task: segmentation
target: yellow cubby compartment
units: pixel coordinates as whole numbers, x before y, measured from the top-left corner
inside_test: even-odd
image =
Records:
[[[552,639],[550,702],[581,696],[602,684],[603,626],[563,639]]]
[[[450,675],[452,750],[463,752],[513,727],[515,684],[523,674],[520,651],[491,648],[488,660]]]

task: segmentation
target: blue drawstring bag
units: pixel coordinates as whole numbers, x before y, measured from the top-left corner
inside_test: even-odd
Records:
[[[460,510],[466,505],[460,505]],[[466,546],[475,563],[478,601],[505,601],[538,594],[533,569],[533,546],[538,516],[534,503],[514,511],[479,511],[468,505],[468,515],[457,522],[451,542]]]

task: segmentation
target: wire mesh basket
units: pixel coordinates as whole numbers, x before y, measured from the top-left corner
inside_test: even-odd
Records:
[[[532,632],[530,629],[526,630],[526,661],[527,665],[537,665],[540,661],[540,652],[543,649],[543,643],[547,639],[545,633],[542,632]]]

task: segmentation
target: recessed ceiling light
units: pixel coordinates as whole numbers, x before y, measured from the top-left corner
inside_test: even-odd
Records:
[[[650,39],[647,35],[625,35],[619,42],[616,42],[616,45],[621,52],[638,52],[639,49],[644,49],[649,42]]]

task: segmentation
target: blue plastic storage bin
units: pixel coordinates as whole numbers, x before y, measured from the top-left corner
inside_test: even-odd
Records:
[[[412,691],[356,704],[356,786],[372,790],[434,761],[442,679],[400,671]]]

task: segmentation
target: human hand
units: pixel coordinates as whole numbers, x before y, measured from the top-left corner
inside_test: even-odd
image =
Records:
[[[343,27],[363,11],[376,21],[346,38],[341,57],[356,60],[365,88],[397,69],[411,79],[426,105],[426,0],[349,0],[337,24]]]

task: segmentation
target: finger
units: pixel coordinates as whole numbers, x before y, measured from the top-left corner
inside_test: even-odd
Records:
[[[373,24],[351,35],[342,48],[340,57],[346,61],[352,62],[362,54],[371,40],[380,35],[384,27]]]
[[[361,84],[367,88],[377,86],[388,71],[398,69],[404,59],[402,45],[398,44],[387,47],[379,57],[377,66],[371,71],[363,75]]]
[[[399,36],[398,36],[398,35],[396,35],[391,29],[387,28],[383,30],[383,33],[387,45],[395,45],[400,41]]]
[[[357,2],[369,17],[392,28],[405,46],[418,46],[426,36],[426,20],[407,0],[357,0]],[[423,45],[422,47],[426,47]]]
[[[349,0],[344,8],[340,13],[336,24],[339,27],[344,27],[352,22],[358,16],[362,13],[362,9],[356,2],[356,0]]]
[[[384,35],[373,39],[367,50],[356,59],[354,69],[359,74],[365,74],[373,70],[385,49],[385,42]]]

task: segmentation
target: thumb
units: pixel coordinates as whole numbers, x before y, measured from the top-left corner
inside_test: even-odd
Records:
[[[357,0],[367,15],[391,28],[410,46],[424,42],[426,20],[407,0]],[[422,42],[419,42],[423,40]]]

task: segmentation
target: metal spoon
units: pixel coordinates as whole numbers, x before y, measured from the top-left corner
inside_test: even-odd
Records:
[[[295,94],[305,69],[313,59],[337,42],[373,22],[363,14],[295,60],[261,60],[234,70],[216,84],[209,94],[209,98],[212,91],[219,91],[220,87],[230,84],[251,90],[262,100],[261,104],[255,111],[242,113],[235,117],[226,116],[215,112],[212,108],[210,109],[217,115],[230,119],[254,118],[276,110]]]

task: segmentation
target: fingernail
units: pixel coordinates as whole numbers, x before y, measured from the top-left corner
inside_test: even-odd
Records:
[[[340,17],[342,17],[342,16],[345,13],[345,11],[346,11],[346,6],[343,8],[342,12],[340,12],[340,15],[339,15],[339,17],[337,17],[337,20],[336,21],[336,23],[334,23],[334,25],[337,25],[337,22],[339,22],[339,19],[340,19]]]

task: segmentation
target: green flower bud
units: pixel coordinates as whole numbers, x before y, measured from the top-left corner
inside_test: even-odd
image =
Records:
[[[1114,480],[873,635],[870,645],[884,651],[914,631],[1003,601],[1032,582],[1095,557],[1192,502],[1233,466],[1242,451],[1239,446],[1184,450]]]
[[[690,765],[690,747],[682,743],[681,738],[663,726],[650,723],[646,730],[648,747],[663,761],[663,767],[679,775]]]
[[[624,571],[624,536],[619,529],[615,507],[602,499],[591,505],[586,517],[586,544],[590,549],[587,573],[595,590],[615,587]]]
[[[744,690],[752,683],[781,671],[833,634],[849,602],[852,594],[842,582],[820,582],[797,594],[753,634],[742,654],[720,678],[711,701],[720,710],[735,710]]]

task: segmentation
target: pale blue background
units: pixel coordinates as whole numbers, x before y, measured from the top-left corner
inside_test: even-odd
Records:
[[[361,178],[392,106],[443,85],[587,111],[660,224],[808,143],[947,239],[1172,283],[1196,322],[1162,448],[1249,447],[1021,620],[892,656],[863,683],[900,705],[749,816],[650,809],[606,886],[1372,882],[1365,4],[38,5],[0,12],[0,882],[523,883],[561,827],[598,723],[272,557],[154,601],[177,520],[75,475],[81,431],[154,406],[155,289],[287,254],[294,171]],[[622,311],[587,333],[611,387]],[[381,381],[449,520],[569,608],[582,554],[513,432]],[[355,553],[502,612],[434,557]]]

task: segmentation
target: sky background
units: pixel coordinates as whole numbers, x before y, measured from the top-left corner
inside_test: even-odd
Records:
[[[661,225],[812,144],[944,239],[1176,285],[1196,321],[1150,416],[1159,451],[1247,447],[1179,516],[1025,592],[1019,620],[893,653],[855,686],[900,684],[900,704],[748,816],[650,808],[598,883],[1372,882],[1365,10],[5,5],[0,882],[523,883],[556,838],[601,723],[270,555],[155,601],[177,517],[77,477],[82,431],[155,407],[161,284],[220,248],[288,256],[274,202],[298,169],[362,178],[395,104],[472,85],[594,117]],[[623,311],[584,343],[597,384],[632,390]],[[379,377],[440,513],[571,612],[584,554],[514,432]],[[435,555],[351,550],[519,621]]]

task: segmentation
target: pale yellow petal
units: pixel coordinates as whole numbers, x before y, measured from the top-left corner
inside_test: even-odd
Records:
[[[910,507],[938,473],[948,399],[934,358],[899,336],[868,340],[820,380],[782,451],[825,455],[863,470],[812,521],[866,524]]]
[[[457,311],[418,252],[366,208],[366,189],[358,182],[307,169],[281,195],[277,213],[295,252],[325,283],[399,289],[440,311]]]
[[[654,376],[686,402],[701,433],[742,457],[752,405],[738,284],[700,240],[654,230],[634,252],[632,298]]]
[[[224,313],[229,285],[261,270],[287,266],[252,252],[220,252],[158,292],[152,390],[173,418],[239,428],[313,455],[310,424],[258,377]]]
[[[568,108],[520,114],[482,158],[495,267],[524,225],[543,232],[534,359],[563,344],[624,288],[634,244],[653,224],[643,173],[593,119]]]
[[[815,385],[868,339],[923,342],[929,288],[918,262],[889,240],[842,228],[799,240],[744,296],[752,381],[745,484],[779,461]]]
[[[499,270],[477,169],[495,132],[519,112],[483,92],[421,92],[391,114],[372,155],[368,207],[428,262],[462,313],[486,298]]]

▶ [Problem requirements] Count the lines in the entries above that contain the string "pale", and reply with the number alone.

▶ [Final answer] 2